Dataset content:
####################
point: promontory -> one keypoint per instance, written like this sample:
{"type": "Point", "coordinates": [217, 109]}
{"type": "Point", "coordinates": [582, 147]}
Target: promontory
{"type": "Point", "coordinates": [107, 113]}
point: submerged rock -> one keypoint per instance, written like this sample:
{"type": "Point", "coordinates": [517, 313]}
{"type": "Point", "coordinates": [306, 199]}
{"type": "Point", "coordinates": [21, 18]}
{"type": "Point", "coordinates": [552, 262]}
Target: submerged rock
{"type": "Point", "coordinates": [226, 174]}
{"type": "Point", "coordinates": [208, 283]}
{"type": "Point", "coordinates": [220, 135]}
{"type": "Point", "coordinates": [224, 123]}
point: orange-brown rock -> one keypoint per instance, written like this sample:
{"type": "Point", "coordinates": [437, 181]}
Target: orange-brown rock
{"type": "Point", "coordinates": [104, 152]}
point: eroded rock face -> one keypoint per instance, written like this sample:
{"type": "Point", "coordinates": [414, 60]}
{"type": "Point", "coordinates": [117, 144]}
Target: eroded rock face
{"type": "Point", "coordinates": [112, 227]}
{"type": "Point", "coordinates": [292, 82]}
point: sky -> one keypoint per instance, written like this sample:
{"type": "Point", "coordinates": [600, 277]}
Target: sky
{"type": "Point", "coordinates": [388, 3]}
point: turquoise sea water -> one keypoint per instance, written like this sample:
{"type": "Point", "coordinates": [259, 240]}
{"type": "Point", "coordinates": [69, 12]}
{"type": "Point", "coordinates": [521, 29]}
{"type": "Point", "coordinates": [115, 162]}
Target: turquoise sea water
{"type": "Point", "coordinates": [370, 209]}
####################
Task to complete: Copy every line of the data above, keeping each character unchanged.

Answer to the task:
point: promontory -> one keypoint per instance, written like this sample:
{"type": "Point", "coordinates": [217, 109]}
{"type": "Point", "coordinates": [582, 147]}
Target: promontory
{"type": "Point", "coordinates": [107, 113]}
point: submerged rock -> one keypoint per instance, written like this sample:
{"type": "Point", "coordinates": [517, 313]}
{"type": "Point", "coordinates": [306, 199]}
{"type": "Point", "coordinates": [21, 18]}
{"type": "Point", "coordinates": [552, 262]}
Target: submerged rock
{"type": "Point", "coordinates": [226, 174]}
{"type": "Point", "coordinates": [208, 283]}
{"type": "Point", "coordinates": [220, 135]}
{"type": "Point", "coordinates": [224, 123]}
point: orange-brown rock -> one keypoint per instance, written like this sample:
{"type": "Point", "coordinates": [437, 181]}
Target: orange-brown rock
{"type": "Point", "coordinates": [104, 152]}
point: eroded rock face -> one keypoint per instance, written like this sample:
{"type": "Point", "coordinates": [414, 60]}
{"type": "Point", "coordinates": [117, 144]}
Target: eroded rock face
{"type": "Point", "coordinates": [112, 227]}
{"type": "Point", "coordinates": [292, 82]}
point: sky -> one keypoint per instance, written like this sample:
{"type": "Point", "coordinates": [600, 277]}
Target: sky
{"type": "Point", "coordinates": [388, 3]}
point: turquoise sea water -> one keypoint per instance, written like this sample:
{"type": "Point", "coordinates": [259, 240]}
{"type": "Point", "coordinates": [69, 12]}
{"type": "Point", "coordinates": [521, 29]}
{"type": "Point", "coordinates": [115, 162]}
Target: turquoise sea water
{"type": "Point", "coordinates": [370, 209]}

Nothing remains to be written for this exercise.